[Items stored from a collection]
-=-=-=-=-

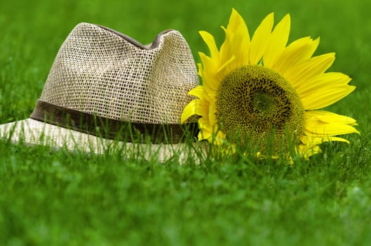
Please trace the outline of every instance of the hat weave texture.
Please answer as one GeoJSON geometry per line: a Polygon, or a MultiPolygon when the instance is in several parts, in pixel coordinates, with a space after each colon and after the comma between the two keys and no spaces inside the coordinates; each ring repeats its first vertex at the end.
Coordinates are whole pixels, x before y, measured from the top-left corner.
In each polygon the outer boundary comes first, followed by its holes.
{"type": "Polygon", "coordinates": [[[102,27],[79,24],[60,47],[40,100],[113,119],[180,122],[198,84],[183,36],[169,30],[137,46],[102,27]]]}
{"type": "MultiPolygon", "coordinates": [[[[188,92],[197,85],[192,53],[179,32],[162,32],[145,46],[108,27],[80,23],[59,49],[30,118],[0,125],[0,137],[96,153],[117,143],[125,150],[139,148],[145,156],[157,153],[164,160],[175,152],[184,153],[186,144],[177,143],[183,134],[178,130],[181,115],[193,99],[188,92]],[[53,115],[59,111],[63,113],[53,115]],[[84,117],[76,118],[80,113],[84,117]],[[83,122],[88,127],[92,119],[134,123],[137,128],[143,124],[145,129],[169,126],[175,138],[160,138],[150,145],[107,138],[99,131],[69,127],[73,117],[65,115],[72,115],[77,123],[90,119],[83,122]]],[[[188,123],[194,125],[197,119],[188,123]]],[[[88,128],[94,127],[99,128],[88,128]]],[[[167,136],[159,132],[156,136],[167,136]]]]}

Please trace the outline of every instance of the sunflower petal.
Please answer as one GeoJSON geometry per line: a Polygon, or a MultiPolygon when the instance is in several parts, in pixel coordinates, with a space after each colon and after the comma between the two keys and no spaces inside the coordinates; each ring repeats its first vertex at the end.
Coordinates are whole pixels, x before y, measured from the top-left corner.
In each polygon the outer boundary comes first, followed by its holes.
{"type": "Polygon", "coordinates": [[[357,133],[354,127],[341,123],[323,123],[318,120],[306,120],[305,134],[311,136],[337,136],[357,133]]]}
{"type": "Polygon", "coordinates": [[[334,112],[325,110],[306,111],[306,120],[320,120],[325,123],[341,123],[356,125],[356,119],[347,116],[335,114],[334,112]]]}
{"type": "Polygon", "coordinates": [[[215,43],[214,36],[205,31],[200,31],[199,33],[205,44],[209,47],[211,58],[216,60],[216,63],[218,63],[220,60],[219,51],[218,50],[218,47],[216,47],[216,44],[215,43]]]}
{"type": "Polygon", "coordinates": [[[334,60],[334,53],[315,56],[293,65],[289,71],[285,73],[285,77],[294,88],[306,86],[308,80],[323,74],[334,60]]]}
{"type": "Polygon", "coordinates": [[[319,39],[313,40],[309,37],[293,41],[285,48],[272,68],[286,77],[286,73],[291,72],[292,66],[312,56],[319,43],[319,39]]]}
{"type": "Polygon", "coordinates": [[[351,93],[356,86],[327,86],[313,91],[307,96],[301,94],[301,102],[307,110],[318,110],[330,105],[351,93]]]}
{"type": "Polygon", "coordinates": [[[202,86],[197,86],[188,92],[188,95],[197,96],[199,98],[202,98],[204,96],[207,96],[205,92],[204,87],[202,86]]]}
{"type": "Polygon", "coordinates": [[[332,87],[346,87],[351,79],[341,72],[326,72],[309,79],[306,83],[297,84],[295,89],[301,97],[311,96],[313,91],[318,89],[332,91],[332,87]]]}
{"type": "Polygon", "coordinates": [[[274,28],[264,52],[264,66],[271,67],[285,50],[289,39],[290,23],[290,15],[287,14],[274,28]]]}
{"type": "Polygon", "coordinates": [[[258,64],[263,57],[273,27],[273,18],[274,14],[273,13],[268,15],[254,33],[250,46],[250,64],[258,64]]]}
{"type": "Polygon", "coordinates": [[[193,115],[197,115],[203,116],[207,115],[208,108],[202,107],[201,100],[195,99],[191,101],[183,110],[181,116],[181,124],[184,123],[187,119],[193,115]]]}

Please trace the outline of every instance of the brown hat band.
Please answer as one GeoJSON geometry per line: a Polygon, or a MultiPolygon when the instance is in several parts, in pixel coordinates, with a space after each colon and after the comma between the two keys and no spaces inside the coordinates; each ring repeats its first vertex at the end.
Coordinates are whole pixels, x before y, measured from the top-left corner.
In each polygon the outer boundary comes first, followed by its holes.
{"type": "Polygon", "coordinates": [[[144,143],[178,143],[198,134],[197,123],[126,122],[38,100],[30,118],[105,138],[144,143]],[[186,137],[187,136],[187,137],[186,137]]]}

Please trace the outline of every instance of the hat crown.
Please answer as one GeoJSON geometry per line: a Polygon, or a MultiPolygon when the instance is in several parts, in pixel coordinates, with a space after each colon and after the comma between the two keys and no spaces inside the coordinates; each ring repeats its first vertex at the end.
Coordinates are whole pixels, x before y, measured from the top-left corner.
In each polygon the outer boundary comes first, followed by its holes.
{"type": "Polygon", "coordinates": [[[98,25],[80,23],[60,47],[40,100],[112,119],[178,124],[187,93],[198,84],[180,32],[152,46],[98,25]]]}

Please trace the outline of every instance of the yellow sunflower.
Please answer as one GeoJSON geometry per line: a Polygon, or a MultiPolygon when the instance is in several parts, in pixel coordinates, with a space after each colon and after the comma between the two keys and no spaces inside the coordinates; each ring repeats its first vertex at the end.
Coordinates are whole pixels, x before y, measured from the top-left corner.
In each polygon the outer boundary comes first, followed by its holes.
{"type": "Polygon", "coordinates": [[[243,144],[249,138],[265,155],[271,139],[273,155],[293,141],[297,152],[308,157],[320,152],[323,142],[348,142],[336,136],[358,133],[353,118],[320,110],[355,86],[348,85],[351,79],[343,73],[325,72],[334,53],[313,56],[319,39],[307,37],[287,45],[289,15],[274,29],[273,13],[268,15],[250,39],[244,20],[233,9],[222,29],[226,39],[220,48],[211,34],[200,32],[210,56],[199,53],[202,84],[189,92],[197,98],[181,117],[184,122],[200,116],[199,140],[243,144]]]}

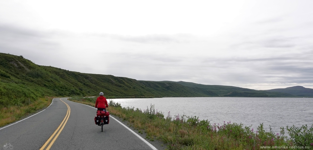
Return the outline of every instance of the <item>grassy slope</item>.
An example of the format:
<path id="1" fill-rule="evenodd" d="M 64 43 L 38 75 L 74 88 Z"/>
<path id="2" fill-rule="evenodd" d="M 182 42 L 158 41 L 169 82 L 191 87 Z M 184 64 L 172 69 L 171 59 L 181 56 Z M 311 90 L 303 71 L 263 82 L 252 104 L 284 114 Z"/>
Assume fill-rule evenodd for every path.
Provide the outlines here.
<path id="1" fill-rule="evenodd" d="M 284 93 L 186 82 L 137 81 L 111 75 L 70 71 L 36 65 L 0 53 L 0 104 L 21 106 L 44 96 L 293 97 Z M 0 106 L 1 107 L 1 106 Z"/>
<path id="2" fill-rule="evenodd" d="M 301 86 L 295 86 L 285 88 L 276 88 L 266 91 L 288 93 L 301 97 L 313 97 L 313 89 L 306 88 Z"/>
<path id="3" fill-rule="evenodd" d="M 214 97 L 295 97 L 296 96 L 290 93 L 266 91 L 257 90 L 232 86 L 205 85 L 192 82 L 164 81 L 160 82 L 177 83 L 189 87 L 195 90 L 198 89 L 207 91 L 210 95 Z"/>
<path id="4" fill-rule="evenodd" d="M 69 100 L 93 106 L 96 98 L 76 97 Z M 313 125 L 307 128 L 287 127 L 288 133 L 292 135 L 288 138 L 284 135 L 285 129 L 281 130 L 278 134 L 271 131 L 265 132 L 263 123 L 254 131 L 249 127 L 244 127 L 242 123 L 229 122 L 211 124 L 207 120 L 200 121 L 196 116 L 176 116 L 173 118 L 168 116 L 165 118 L 162 113 L 155 111 L 154 105 L 143 112 L 138 108 L 122 108 L 120 104 L 112 101 L 109 103 L 107 110 L 110 114 L 122 118 L 123 121 L 128 121 L 127 124 L 137 130 L 138 134 L 146 133 L 147 140 L 163 142 L 167 145 L 167 149 L 276 149 L 260 147 L 310 146 L 313 142 Z"/>

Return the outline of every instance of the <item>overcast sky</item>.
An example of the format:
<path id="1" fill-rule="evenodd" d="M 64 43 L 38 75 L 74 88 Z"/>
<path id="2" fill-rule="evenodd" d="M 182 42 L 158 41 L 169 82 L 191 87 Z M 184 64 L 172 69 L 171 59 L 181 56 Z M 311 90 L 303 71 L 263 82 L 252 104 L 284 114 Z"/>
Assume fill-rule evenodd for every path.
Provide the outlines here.
<path id="1" fill-rule="evenodd" d="M 313 1 L 0 0 L 0 52 L 137 80 L 313 88 Z"/>

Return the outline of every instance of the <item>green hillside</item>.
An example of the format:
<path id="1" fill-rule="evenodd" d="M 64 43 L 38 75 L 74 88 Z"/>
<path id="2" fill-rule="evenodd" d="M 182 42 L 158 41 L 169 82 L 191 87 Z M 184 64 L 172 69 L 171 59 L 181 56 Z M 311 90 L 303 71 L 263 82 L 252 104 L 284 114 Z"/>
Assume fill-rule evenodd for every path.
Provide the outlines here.
<path id="1" fill-rule="evenodd" d="M 302 86 L 295 86 L 285 88 L 276 88 L 266 91 L 288 93 L 301 97 L 313 97 L 313 89 L 306 88 Z"/>
<path id="2" fill-rule="evenodd" d="M 289 93 L 276 91 L 268 92 L 243 88 L 232 86 L 217 85 L 205 85 L 192 82 L 170 81 L 160 81 L 160 82 L 177 83 L 186 87 L 189 87 L 195 90 L 201 89 L 205 91 L 208 95 L 213 97 L 295 97 L 296 96 Z"/>
<path id="3" fill-rule="evenodd" d="M 0 53 L 0 107 L 21 105 L 45 96 L 96 95 L 100 91 L 113 98 L 294 96 L 230 86 L 137 81 L 111 75 L 81 73 L 40 66 L 22 56 Z"/>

-=-=-=-=-

§ **The request**:
Please pull out the lines of the material between the line containing "Return the outline of every instance of the <item>overcast" and the line containing "52 L 137 80", inclusive, and reproduce them without any change.

§ **Complete answer**:
Return the outline of every instance of the <item>overcast sky</item>.
An example of the format:
<path id="1" fill-rule="evenodd" d="M 64 43 L 38 75 L 74 88 Z"/>
<path id="2" fill-rule="evenodd" d="M 182 42 L 158 41 L 169 82 L 191 87 Z M 184 64 L 172 69 L 171 59 L 181 56 Z M 311 90 L 303 71 L 263 82 L 252 104 L 284 114 Z"/>
Assume fill-rule evenodd for every path.
Provide the outlines here.
<path id="1" fill-rule="evenodd" d="M 313 1 L 0 0 L 0 52 L 137 80 L 313 88 Z"/>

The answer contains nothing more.